» **Point annotation records**:
--- BEGIN ---
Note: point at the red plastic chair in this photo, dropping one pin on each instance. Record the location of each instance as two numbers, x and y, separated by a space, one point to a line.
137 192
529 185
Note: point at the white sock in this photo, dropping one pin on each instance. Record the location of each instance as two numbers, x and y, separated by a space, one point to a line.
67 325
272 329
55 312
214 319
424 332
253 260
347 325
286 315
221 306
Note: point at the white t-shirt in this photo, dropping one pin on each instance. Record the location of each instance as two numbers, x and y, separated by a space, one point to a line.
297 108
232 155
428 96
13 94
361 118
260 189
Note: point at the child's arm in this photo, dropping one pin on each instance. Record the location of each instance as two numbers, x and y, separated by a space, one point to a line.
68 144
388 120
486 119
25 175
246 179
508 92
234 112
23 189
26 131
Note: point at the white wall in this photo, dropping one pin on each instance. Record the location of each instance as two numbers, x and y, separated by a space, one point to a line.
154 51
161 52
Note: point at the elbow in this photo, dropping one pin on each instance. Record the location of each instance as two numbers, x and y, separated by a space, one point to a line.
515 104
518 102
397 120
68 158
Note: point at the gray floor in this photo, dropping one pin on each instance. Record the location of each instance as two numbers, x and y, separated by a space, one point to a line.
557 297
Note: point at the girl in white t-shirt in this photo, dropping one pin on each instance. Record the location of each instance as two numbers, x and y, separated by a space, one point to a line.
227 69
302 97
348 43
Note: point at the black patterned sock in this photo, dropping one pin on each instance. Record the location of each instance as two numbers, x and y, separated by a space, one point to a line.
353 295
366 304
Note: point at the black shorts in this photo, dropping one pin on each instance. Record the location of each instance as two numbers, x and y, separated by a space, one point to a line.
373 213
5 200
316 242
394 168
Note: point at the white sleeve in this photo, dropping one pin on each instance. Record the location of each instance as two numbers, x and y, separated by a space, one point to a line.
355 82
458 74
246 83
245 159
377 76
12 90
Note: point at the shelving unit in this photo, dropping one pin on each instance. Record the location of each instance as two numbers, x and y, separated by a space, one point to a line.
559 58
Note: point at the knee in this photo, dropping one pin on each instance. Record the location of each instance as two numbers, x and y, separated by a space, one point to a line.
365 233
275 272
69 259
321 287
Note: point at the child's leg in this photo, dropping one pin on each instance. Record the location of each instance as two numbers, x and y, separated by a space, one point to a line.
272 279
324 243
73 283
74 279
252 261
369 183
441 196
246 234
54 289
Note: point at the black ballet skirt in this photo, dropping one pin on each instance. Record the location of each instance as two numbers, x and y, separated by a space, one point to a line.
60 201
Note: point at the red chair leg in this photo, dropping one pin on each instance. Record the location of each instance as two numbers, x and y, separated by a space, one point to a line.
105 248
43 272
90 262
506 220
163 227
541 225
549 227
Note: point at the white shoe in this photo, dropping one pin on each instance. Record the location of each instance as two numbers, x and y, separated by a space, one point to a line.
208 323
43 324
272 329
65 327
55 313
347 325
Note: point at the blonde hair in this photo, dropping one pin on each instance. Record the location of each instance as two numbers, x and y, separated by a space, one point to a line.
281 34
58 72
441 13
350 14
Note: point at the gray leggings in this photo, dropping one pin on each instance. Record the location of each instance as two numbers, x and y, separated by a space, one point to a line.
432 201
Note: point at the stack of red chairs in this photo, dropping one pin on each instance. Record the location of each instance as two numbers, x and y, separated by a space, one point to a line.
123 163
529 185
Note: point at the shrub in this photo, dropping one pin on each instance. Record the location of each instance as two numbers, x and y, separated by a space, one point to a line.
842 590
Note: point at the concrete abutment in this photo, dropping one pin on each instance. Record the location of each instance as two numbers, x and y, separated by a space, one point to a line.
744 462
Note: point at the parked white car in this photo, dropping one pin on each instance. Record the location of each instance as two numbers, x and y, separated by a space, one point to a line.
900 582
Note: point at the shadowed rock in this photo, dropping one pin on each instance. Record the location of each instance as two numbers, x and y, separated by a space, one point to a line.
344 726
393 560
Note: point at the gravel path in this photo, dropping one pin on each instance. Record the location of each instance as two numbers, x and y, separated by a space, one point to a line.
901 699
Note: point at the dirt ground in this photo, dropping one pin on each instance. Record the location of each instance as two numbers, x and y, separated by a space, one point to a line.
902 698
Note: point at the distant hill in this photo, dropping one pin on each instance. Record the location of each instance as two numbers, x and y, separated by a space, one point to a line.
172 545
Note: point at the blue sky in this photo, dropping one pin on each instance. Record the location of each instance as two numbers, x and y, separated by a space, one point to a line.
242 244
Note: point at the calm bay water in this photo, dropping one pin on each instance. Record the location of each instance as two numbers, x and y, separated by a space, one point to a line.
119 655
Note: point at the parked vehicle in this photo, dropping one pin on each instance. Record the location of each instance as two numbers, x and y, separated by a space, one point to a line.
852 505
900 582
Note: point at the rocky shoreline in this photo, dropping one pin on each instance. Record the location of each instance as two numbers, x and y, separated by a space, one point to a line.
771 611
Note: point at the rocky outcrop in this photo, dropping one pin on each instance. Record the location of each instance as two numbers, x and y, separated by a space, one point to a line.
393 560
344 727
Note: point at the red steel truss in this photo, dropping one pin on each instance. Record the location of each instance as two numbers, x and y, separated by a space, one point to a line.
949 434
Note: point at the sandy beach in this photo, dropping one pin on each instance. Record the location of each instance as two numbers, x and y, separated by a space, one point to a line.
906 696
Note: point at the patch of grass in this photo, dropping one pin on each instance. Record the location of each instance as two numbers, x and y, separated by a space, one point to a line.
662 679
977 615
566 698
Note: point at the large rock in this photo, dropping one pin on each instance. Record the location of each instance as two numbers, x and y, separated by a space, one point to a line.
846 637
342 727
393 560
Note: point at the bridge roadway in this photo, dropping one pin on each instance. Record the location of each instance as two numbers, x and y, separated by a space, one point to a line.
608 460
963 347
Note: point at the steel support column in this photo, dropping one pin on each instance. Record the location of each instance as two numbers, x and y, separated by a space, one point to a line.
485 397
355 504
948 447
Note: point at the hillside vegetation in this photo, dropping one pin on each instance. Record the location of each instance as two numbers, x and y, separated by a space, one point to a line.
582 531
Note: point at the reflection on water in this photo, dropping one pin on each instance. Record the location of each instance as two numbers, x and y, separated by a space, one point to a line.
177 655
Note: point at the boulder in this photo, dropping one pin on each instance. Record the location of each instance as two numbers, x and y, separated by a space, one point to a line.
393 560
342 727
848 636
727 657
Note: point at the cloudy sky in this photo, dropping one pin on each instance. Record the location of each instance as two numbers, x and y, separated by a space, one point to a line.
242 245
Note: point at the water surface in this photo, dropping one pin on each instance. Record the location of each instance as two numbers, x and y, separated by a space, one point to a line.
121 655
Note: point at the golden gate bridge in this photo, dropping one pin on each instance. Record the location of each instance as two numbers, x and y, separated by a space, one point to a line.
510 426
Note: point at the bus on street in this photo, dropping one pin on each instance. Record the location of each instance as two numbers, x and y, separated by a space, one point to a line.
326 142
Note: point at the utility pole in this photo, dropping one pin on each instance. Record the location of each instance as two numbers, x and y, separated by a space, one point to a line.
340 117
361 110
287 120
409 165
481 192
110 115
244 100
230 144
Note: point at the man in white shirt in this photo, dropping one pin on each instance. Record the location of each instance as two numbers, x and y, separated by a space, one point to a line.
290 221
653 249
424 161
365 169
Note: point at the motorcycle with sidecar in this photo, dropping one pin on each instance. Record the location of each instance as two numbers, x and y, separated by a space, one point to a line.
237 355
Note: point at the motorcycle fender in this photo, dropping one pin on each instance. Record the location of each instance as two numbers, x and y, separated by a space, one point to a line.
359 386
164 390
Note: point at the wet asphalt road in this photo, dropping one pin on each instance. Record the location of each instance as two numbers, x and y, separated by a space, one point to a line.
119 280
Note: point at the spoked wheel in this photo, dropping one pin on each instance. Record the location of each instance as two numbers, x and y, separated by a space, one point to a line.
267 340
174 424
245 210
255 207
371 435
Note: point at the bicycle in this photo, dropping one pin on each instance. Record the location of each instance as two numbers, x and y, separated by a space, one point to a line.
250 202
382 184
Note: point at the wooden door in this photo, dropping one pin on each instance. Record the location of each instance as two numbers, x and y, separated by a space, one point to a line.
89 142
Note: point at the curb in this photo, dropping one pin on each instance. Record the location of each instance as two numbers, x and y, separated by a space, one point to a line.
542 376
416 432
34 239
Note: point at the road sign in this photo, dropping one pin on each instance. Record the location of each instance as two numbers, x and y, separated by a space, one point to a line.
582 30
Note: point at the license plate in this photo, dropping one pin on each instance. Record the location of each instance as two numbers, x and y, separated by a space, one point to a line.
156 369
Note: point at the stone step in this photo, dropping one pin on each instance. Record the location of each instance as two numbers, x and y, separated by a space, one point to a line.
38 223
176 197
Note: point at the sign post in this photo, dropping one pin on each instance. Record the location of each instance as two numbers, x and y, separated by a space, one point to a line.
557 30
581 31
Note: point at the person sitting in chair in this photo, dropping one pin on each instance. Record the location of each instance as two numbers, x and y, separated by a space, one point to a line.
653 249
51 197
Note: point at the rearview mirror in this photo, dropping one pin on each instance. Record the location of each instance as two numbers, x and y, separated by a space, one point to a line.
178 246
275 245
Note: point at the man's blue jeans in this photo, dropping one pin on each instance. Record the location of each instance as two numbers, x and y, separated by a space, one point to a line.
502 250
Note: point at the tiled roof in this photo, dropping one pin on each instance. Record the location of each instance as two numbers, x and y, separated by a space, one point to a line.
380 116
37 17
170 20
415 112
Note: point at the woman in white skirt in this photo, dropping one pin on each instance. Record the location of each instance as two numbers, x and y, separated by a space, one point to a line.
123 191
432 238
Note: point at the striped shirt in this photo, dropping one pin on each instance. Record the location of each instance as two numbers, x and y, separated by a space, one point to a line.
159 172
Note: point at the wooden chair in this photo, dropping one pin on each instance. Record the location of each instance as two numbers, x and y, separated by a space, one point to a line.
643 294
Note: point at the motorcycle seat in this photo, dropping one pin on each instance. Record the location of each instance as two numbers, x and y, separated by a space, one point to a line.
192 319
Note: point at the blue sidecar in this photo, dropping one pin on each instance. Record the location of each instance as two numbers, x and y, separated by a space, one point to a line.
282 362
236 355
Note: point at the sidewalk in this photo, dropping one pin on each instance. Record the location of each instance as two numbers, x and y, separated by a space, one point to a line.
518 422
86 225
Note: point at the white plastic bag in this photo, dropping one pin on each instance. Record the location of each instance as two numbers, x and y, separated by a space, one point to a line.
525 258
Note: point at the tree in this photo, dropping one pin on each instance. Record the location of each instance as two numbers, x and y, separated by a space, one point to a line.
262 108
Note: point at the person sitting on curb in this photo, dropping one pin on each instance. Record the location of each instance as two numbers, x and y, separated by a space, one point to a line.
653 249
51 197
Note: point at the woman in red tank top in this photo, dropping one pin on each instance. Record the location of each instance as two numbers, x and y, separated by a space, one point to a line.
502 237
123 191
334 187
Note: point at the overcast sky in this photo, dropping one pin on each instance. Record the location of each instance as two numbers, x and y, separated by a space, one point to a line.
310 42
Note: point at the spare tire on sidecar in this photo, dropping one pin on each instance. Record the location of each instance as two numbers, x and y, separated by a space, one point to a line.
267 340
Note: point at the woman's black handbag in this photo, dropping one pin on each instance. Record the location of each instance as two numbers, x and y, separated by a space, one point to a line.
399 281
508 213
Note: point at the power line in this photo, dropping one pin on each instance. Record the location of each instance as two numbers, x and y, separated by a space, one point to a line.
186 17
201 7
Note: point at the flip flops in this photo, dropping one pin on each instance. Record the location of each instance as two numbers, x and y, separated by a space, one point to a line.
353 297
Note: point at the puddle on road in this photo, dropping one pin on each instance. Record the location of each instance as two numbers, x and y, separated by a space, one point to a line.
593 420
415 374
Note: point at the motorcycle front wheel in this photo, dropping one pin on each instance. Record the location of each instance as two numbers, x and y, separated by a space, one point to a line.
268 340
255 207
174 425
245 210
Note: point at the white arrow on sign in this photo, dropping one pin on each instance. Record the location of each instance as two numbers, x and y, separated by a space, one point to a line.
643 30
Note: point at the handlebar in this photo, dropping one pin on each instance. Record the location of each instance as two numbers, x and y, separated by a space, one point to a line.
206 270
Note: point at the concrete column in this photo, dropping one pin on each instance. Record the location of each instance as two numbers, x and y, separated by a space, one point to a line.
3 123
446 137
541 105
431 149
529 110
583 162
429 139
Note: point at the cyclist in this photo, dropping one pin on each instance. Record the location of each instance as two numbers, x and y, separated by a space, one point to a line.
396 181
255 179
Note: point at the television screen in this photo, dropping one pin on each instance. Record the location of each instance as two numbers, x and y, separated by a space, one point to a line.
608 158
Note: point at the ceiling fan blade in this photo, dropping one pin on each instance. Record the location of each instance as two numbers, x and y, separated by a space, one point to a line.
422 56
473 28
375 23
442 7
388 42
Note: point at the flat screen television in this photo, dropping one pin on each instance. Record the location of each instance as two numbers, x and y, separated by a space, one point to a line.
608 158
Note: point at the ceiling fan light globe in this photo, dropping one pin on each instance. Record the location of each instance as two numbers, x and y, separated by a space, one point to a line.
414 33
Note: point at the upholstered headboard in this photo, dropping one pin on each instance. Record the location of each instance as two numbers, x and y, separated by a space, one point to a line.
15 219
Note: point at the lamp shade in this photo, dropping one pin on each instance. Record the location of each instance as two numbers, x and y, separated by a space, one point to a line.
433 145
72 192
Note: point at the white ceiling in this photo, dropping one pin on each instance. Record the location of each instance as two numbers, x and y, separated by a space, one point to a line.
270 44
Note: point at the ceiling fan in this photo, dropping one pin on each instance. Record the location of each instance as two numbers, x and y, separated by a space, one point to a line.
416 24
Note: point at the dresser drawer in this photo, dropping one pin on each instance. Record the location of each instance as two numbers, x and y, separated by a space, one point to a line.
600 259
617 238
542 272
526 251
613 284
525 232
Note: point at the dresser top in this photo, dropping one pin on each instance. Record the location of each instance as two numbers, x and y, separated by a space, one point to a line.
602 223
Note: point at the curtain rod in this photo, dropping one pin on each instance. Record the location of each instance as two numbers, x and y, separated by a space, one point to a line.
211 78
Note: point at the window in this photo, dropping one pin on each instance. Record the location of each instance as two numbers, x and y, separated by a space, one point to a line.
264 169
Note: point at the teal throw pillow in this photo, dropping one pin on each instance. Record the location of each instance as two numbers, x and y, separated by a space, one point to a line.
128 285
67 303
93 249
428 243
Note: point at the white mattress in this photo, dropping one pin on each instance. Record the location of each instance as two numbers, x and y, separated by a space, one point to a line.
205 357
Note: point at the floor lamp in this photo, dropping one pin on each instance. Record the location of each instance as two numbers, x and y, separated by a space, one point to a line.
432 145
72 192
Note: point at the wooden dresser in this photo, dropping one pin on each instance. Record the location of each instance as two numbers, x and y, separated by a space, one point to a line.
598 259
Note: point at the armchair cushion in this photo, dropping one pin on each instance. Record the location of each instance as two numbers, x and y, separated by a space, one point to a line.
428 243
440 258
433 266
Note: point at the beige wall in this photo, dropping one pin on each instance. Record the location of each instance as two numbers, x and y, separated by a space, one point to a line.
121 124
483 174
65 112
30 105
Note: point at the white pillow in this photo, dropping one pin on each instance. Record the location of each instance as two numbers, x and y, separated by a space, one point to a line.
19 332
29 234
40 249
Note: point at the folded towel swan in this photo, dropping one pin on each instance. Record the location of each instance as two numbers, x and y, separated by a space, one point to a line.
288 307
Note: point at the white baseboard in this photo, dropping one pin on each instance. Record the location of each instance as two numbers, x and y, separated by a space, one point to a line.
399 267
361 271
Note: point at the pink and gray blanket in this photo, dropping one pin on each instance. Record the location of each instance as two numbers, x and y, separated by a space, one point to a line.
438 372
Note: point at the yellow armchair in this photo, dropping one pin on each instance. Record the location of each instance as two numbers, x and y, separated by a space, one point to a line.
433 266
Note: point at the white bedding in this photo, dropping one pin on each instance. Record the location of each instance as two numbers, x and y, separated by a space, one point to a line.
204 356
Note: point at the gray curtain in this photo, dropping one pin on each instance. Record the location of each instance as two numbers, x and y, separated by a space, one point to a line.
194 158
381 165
--- END ---
» **Short exercise**:
Repeat only the lines from the one holding "Note: point at the folded" through the last line of the data.

» **Complete answer**:
Note: point at the folded towel swan in this photo, dropping one pin on each instance. Record the location of each instance as two numbers, x and y, separated by a space, one point to a line.
288 307
Note: point at the white baseboard in this photo, dropping one pin on each instance. Record the location of each instance as two numbers, x and y, separated by a space, one point to a line.
399 267
361 271
Note: point at the pink and gray blanket in this photo, dropping one pin on each instance. Record the location of each instance as two numbers, x and y, separated by a space, one point to a line.
438 372
Note: point at the yellow armchair in this photo, dropping one pin on each instance. Record the location of each instance as two numbers, x and y, separated by a space, one point to a line.
433 266
Note: point at the white bedding in this photo, dropping one pin on each instance. Record the location of each instance as two numbers, x and y, separated by a space, one point to a line.
204 356
Note: point at the gray curtain in this photo, dropping one pin on each instance. Record the location of each instance as two numbers, x and y, separated by a space, one point to a line.
194 158
381 165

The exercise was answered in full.